(Excerpts from a pointing dataset)
* BEGIN *

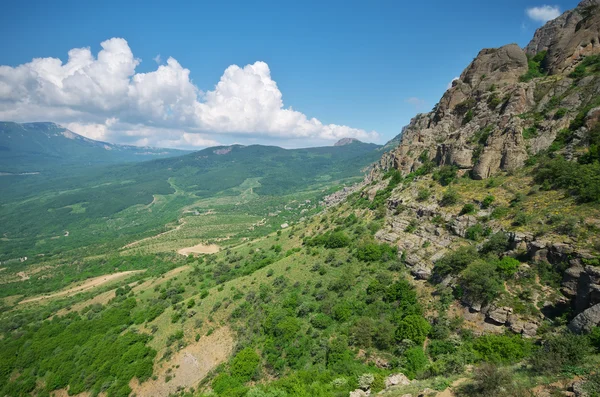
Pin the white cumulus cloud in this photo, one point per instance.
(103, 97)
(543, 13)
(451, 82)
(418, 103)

* END *
* BEGIN *

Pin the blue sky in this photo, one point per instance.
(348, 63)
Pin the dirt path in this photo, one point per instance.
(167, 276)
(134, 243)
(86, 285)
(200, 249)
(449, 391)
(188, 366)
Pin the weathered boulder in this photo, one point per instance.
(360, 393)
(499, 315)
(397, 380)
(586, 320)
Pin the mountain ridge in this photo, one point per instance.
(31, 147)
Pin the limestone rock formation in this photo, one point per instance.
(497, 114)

* END *

Count the lines in the items above that contain the word "this", and give only that number.

• Response to the task:
6